Sidónio Muralha fora apresentado a Amália Rodrigues, possivelmente nos alvores do decénio de 1950. “Quem o levou a ela foi um famoso acordeonista português chamado António Mestre”, conta Vítor Pavão dos Santos. “Radicado no Brasil, onde foi dono de uma casa de fados, falou à Amália do Sidónio, que nunca mais voltara a Portugal e de quem era grande amigo. Ela gostou muito dos versos do poema Amantes Separados e ele depois fez o Raízes para ela”, relata.

Amália gravaria esses dois fados com um intervalo de dez anos, mas cantou-os “em pleno salazarismo”, recordará, décadas volvidas, o biógrafo da cantora. “Era um poeta detestado pelo fascismo, mas Amália sempre cantou o que lhe pareceu belo, nunca teve medo de ser mal vista pelo regime, e disso os exemplos são numerosos.”

= Tarefa A =
Segundo o texto sobre Sidónio Muralha e Amália Rodrigues, quem levou o poeta até à cantora?

= Registos fornecidos =

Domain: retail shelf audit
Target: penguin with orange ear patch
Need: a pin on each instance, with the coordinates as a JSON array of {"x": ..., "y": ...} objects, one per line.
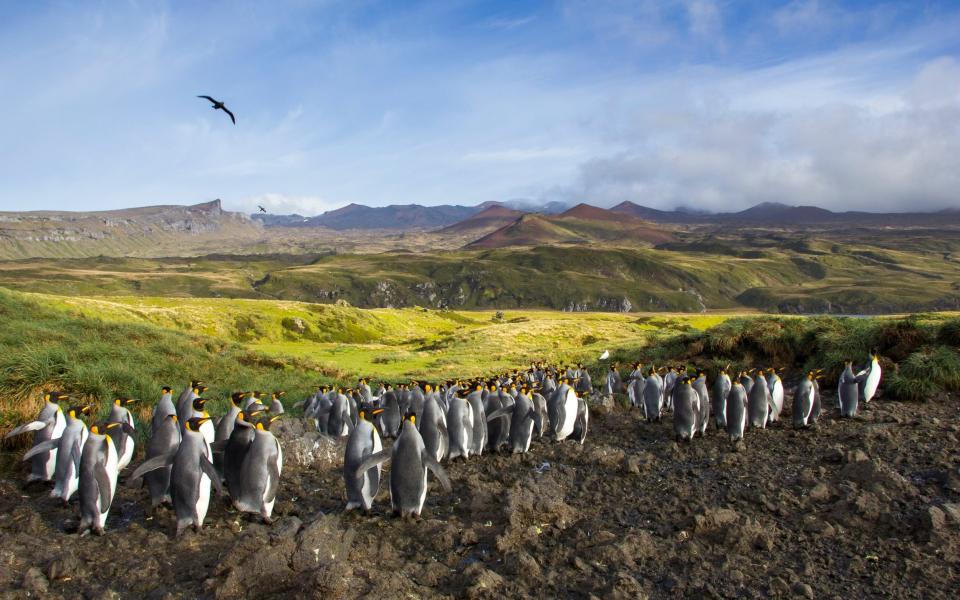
[
  {"x": 408, "y": 473},
  {"x": 98, "y": 476},
  {"x": 364, "y": 440},
  {"x": 260, "y": 473}
]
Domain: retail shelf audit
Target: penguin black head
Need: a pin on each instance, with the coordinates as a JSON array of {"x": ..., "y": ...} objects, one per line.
[
  {"x": 78, "y": 411},
  {"x": 195, "y": 423},
  {"x": 55, "y": 397},
  {"x": 104, "y": 429},
  {"x": 264, "y": 423}
]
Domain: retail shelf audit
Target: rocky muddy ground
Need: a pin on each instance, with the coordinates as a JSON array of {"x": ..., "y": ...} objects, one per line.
[{"x": 856, "y": 508}]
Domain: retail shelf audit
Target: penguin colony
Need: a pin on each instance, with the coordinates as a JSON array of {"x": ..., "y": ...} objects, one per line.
[{"x": 189, "y": 453}]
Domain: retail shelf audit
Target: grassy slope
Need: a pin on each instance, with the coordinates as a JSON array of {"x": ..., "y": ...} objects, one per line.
[
  {"x": 767, "y": 270},
  {"x": 390, "y": 343}
]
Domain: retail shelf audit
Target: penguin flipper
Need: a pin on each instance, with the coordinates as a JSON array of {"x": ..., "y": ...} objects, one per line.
[
  {"x": 103, "y": 482},
  {"x": 273, "y": 481},
  {"x": 26, "y": 428},
  {"x": 207, "y": 467},
  {"x": 372, "y": 461},
  {"x": 157, "y": 462},
  {"x": 504, "y": 411},
  {"x": 42, "y": 447},
  {"x": 439, "y": 472}
]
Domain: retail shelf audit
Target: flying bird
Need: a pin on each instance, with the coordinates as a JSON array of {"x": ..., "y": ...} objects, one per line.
[{"x": 219, "y": 105}]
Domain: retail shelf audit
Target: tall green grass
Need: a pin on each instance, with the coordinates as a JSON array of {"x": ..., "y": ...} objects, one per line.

= Tarefa B =
Apresente todas as linhas dos registos numa tabela Markdown com as colunas "Número" e "Linha do registo", sem as linhas em branco. Deixe as imagens de fora da resposta.

= Resolução A =
Foi um famoso acordeonista português chamado António Mestre.

= Resolução B =
| Número | Linha do registo |
|---|---|
| 1 | Domain: retail shelf audit |
| 2 | Target: penguin with orange ear patch |
| 3 | Need: a pin on each instance, with the coordinates as a JSON array of {"x": ..., "y": ...} objects, one per line. |
| 4 | [ |
| 5 |   {"x": 408, "y": 473}, |
| 6 |   {"x": 98, "y": 476}, |
| 7 |   {"x": 364, "y": 440}, |
| 8 |   {"x": 260, "y": 473} |
| 9 | ] |
| 10 | Domain: retail shelf audit |
| 11 | Target: penguin black head |
| 12 | Need: a pin on each instance, with the coordinates as a JSON array of {"x": ..., "y": ...} objects, one per line. |
| 13 | [ |
| 14 |   {"x": 78, "y": 411}, |
| 15 |   {"x": 195, "y": 423}, |
| 16 |   {"x": 55, "y": 397}, |
| 17 |   {"x": 104, "y": 429}, |
| 18 |   {"x": 264, "y": 423} |
| 19 | ] |
| 20 | Domain: retail shelf audit |
| 21 | Target: rocky muddy ground |
| 22 | Need: a pin on each instance, with the coordinates as a JSON array of {"x": ..., "y": ...} objects, one per line. |
| 23 | [{"x": 856, "y": 508}] |
| 24 | Domain: retail shelf audit |
| 25 | Target: penguin colony |
| 26 | Need: a pin on each instance, with the coordinates as a JSON array of {"x": ..., "y": ...} objects, one per line. |
| 27 | [{"x": 189, "y": 453}] |
| 28 | Domain: retail shelf audit |
| 29 | Target: grassy slope |
| 30 | Need: a pin on each instance, with the coordinates as a JSON array of {"x": ..., "y": ...} objects, one per line. |
| 31 | [ |
| 32 |   {"x": 767, "y": 270}, |
| 33 |   {"x": 390, "y": 343} |
| 34 | ] |
| 35 | Domain: retail shelf audit |
| 36 | Target: penguin flipper |
| 37 | Need: a pin on each instance, with the coordinates as a JSON array of {"x": ..., "y": ...} objects, one per line. |
| 38 | [ |
| 39 |   {"x": 103, "y": 482}, |
| 40 |   {"x": 273, "y": 481}, |
| 41 |   {"x": 26, "y": 428}, |
| 42 |   {"x": 207, "y": 467}, |
| 43 |   {"x": 372, "y": 461}, |
| 44 |   {"x": 157, "y": 462}, |
| 45 |   {"x": 504, "y": 411}, |
| 46 |   {"x": 42, "y": 447}, |
| 47 |   {"x": 439, "y": 472} |
| 48 | ] |
| 49 | Domain: retail shelf audit |
| 50 | Target: flying bird |
| 51 | Need: a pin on each instance, with the coordinates as a JSON array of {"x": ..., "y": ...} objects, one per line. |
| 52 | [{"x": 219, "y": 105}] |
| 53 | Domain: retail shelf audit |
| 54 | Target: tall green grass |
| 55 | Need: a pin on each instance, with the coordinates as a JSON array of {"x": ..., "y": ...} objects, one per line. |